Please return everything in the listing below, unchanged, from the line containing "Where can the young" down to the line containing "pixel 330 143", including both of those lines.

Material provided:
○ ○ ○ ○ ○ ○ ○
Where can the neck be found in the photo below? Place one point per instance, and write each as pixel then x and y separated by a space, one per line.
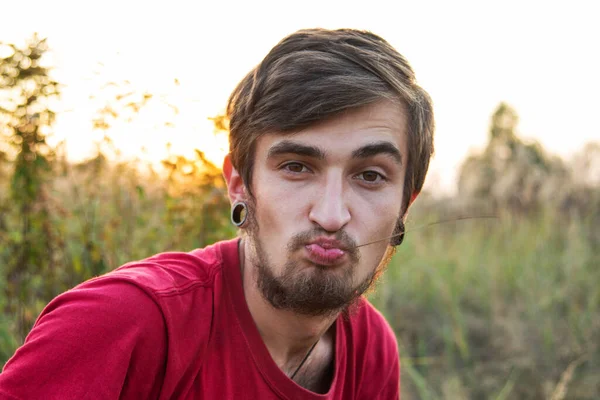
pixel 287 335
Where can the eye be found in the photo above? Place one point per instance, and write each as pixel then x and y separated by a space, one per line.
pixel 295 167
pixel 371 177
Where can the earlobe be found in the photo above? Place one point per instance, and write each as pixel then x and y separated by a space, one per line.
pixel 227 168
pixel 413 197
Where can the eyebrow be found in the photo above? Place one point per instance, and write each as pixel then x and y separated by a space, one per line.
pixel 376 148
pixel 289 147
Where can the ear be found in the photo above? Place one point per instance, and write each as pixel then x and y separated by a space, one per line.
pixel 413 197
pixel 235 185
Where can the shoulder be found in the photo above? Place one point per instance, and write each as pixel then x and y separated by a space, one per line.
pixel 374 331
pixel 375 349
pixel 174 272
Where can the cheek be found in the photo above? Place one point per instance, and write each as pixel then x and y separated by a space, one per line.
pixel 279 213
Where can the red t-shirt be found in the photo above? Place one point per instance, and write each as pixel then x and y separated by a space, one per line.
pixel 177 326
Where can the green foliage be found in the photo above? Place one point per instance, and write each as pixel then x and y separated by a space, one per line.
pixel 498 309
pixel 26 93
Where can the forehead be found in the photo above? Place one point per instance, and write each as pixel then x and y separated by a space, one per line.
pixel 341 135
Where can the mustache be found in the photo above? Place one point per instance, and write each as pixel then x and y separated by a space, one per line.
pixel 349 245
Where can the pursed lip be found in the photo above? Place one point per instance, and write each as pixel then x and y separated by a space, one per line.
pixel 325 251
pixel 328 243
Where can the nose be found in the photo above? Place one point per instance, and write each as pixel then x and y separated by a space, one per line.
pixel 330 210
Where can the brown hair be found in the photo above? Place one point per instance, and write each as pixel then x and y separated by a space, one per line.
pixel 315 74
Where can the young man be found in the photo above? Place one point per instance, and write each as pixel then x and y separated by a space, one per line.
pixel 330 143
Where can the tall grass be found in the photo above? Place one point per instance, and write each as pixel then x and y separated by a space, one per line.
pixel 483 309
pixel 497 308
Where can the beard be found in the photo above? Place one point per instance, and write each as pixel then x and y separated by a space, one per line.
pixel 315 291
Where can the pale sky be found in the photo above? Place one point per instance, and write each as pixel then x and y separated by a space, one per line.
pixel 542 57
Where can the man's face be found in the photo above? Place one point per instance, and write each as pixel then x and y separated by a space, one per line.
pixel 318 194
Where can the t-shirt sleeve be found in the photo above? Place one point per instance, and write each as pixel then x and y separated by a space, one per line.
pixel 91 343
pixel 391 387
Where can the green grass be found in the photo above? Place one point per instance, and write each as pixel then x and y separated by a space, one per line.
pixel 496 309
pixel 482 309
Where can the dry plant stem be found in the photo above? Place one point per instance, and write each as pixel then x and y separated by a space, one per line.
pixel 426 226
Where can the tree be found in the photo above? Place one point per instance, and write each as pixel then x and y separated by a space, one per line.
pixel 511 173
pixel 26 95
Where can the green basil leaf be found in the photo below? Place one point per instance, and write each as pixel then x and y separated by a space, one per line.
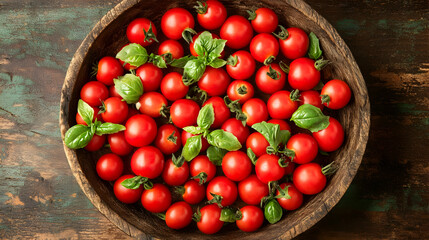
pixel 192 147
pixel 225 140
pixel 206 117
pixel 109 128
pixel 310 117
pixel 314 51
pixel 134 54
pixel 78 136
pixel 216 155
pixel 130 88
pixel 85 111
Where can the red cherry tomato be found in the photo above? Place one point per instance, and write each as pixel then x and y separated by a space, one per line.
pixel 172 86
pixel 109 167
pixel 175 21
pixel 150 75
pixel 272 83
pixel 295 200
pixel 252 219
pixel 118 144
pixel 309 179
pixel 124 194
pixel 336 94
pixel 140 130
pixel 236 127
pixel 178 215
pixel 295 45
pixel 184 112
pixel 156 199
pixel 264 46
pixel 94 93
pixel 175 176
pixel 136 31
pixel 108 69
pixel 241 65
pixel 214 81
pixel 147 162
pixel 281 106
pixel 268 169
pixel 224 187
pixel 168 139
pixel 330 138
pixel 265 21
pixel 238 32
pixel 255 110
pixel 236 165
pixel 213 16
pixel 209 222
pixel 171 46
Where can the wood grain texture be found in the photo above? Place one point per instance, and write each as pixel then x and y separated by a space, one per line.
pixel 39 197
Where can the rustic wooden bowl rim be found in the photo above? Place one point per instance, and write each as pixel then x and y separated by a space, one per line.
pixel 130 229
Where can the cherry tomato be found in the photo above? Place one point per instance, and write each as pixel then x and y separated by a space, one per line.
pixel 236 165
pixel 214 81
pixel 281 106
pixel 140 130
pixel 268 169
pixel 108 69
pixel 330 138
pixel 236 127
pixel 257 143
pixel 309 179
pixel 336 94
pixel 221 111
pixel 241 65
pixel 118 144
pixel 147 162
pixel 270 79
pixel 168 139
pixel 94 93
pixel 150 75
pixel 304 146
pixel 264 46
pixel 240 90
pixel 172 86
pixel 295 45
pixel 178 215
pixel 124 194
pixel 194 192
pixel 238 32
pixel 224 187
pixel 136 31
pixel 209 222
pixel 184 112
pixel 255 110
pixel 173 175
pixel 156 199
pixel 212 15
pixel 201 164
pixel 311 97
pixel 252 219
pixel 295 200
pixel 171 46
pixel 152 103
pixel 303 75
pixel 175 21
pixel 265 21
pixel 116 110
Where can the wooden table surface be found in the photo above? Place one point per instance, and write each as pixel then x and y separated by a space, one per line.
pixel 39 197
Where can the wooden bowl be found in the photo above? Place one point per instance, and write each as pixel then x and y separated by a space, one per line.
pixel 108 36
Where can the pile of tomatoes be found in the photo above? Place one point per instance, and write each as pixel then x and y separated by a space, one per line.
pixel 191 135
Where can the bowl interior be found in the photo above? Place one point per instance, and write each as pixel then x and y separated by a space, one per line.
pixel 109 36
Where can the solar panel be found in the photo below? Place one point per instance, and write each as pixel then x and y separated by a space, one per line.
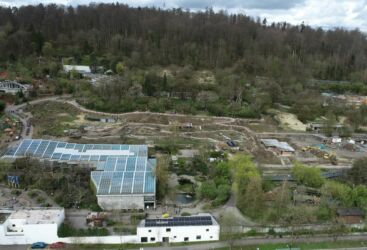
pixel 180 221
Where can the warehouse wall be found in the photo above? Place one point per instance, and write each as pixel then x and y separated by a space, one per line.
pixel 112 202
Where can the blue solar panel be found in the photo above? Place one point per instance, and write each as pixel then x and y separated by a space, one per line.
pixel 11 151
pixel 61 145
pixel 131 162
pixel 79 147
pixel 105 183
pixel 121 164
pixel 65 157
pixel 50 149
pixel 23 147
pixel 138 182
pixel 41 149
pixel 85 158
pixel 70 145
pixel 127 182
pixel 103 158
pixel 32 148
pixel 129 172
pixel 56 156
pixel 75 158
pixel 110 164
pixel 94 158
pixel 116 182
pixel 149 186
pixel 141 163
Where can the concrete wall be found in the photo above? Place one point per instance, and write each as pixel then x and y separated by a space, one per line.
pixel 178 234
pixel 101 240
pixel 31 233
pixel 112 202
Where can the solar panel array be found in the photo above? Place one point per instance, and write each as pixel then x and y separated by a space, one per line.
pixel 180 221
pixel 121 169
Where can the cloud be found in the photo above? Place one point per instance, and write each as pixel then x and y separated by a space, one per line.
pixel 328 13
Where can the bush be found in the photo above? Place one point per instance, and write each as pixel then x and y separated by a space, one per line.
pixel 32 194
pixel 16 192
pixel 67 231
pixel 308 176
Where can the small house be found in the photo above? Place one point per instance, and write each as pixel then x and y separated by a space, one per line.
pixel 80 69
pixel 351 215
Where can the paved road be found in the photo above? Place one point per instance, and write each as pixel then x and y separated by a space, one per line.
pixel 259 241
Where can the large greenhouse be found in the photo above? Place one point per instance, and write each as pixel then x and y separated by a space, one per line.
pixel 123 175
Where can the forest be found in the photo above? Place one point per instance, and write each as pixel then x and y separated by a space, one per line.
pixel 175 60
pixel 104 34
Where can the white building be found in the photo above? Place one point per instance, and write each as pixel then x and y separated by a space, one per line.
pixel 201 227
pixel 30 225
pixel 81 69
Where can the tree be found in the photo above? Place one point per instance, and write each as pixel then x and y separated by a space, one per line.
pixel 359 196
pixel 120 68
pixel 206 97
pixel 47 49
pixel 229 227
pixel 337 191
pixel 309 176
pixel 162 175
pixel 252 200
pixel 208 190
pixel 2 106
pixel 358 173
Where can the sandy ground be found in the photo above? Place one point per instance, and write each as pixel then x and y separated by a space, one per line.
pixel 288 120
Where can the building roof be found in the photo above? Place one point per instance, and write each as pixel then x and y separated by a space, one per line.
pixel 195 220
pixel 351 211
pixel 121 169
pixel 78 68
pixel 284 146
pixel 131 175
pixel 63 151
pixel 37 216
pixel 188 153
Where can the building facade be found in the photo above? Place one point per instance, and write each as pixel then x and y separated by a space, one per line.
pixel 201 227
pixel 27 226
○ ○ ○ ○ ○ ○ ○
The solution:
Where can the young man be found in the photo above? Place one point per instance, and write each as pixel then x and y separated by a space, one per line.
pixel 330 143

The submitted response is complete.